**TASK TO COMPLETE:** Nothing but the text of the records belongs in your answer: repeat all of it exactly and leave out the images.

Records contained in a dataset
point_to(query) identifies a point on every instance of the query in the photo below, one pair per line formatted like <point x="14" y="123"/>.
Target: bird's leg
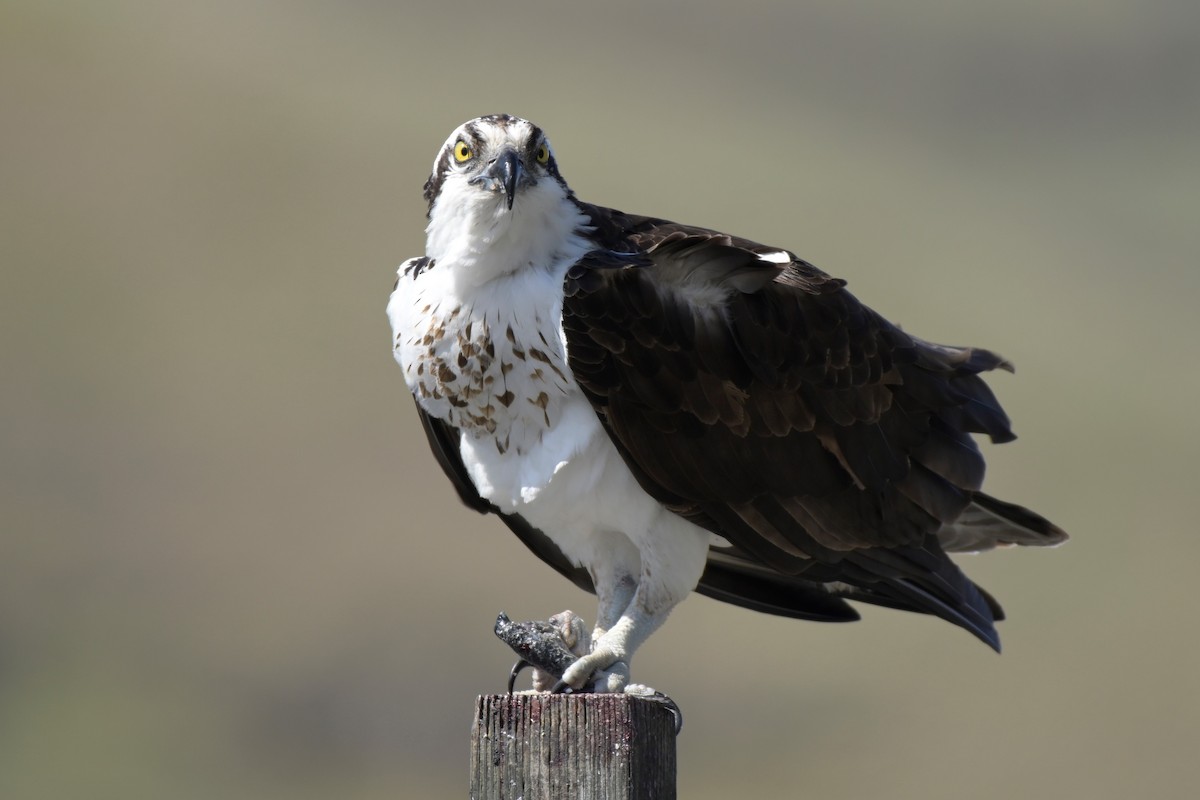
<point x="615" y="590"/>
<point x="667" y="565"/>
<point x="607" y="665"/>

**EXERCISE ANSWER:**
point_to(query) identifies a point on every instance of the query in the photo below, one pair per line formatted like <point x="14" y="123"/>.
Target: bird's leg
<point x="615" y="590"/>
<point x="667" y="565"/>
<point x="607" y="665"/>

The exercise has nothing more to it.